**Work order 1**. Decide whether each statement agrees with the text on preparing beans, answering yes or no and quoting the deciding words: (a) Most beans show small tails within 2 to 3 days of sprouting. (b) The suggested amount of baking soda is about 1/4 teaspoon per cup of dried beans. (c) The kombu must be removed before serving.
**Work order 2**. Render this sentence from the text on preparing beans in Spanish: "Too much baking soda makes beans taste soapy and can turn them mushy."
**Work order 3**. From the text on preparing beans, print everything from "To sprout beans" down to "already started softening.", without changing a character.

To sprout beans at home, soak them overnight, drain, then spread them in a jar or colander and rinse twice daily. Most beans will show small tails within 2 to 3 days. You can eat them raw in salads or cook them, which will still be faster than cooking unsprouted beans since the structure has already started softening.
Add Baking Soda or Kombu
Adding a small pinch of baking soda (about 1/8 teaspoon per cup of dried beans) to soaking or cooking water creates an alkaline environment that helps break down oligosaccharides. It also softens the bean skins and speeds up cooking time. Use a light hand, though. Too much baking soda makes beans taste soapy and can turn them mushy.
Kombu, a type of dried seaweed used widely in Japanese cooking, contains alpha-galactosidase, the exact enzyme your body lacks for breaking down bean sugars. Adding a strip of kombu to the cooking pot lets that enzyme work on the oligosaccharides during the simmer. Remove the kombu before serving or chop it into the dish; it has a mild, savory flavor.

**Supplied information**.
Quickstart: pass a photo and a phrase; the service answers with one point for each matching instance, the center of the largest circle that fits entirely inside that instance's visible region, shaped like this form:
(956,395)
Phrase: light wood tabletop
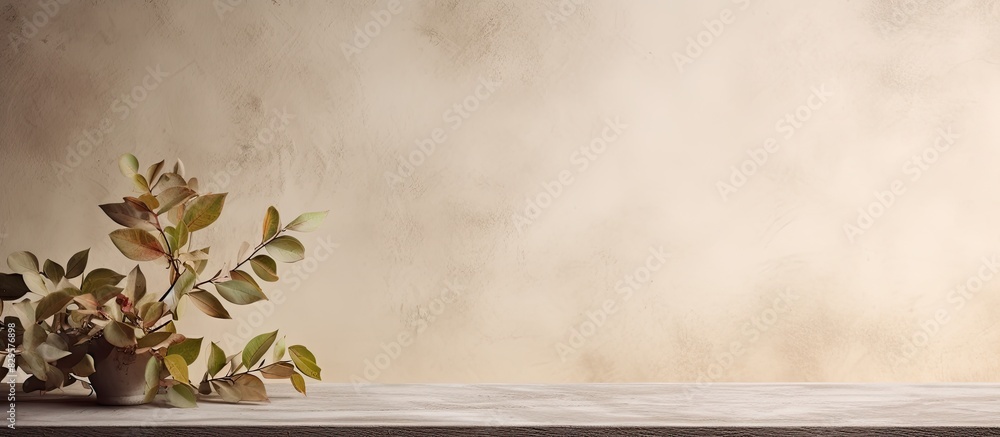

**Your response 1**.
(a) Yes: "Most beans will show small tails within 2 to 3 days."
(b) No: "about 1/8 teaspoon per cup of dried beans"
(c) No: "Remove the kombu before serving or chop it into the dish"

**Your response 2**. Demasiado bicarbonato de sodio hace que los frijoles sepan a jabón y puede volverlos pastosos.

**Your response 3**.
To sprout beans at home, soak them overnight, drain, then spread them in a jar or colander and rinse twice daily. Most beans will show small tails within 2 to 3 days. You can eat them raw in salads or cook them, which will still be faster than cooking unsprouted beans since the structure has already started softening.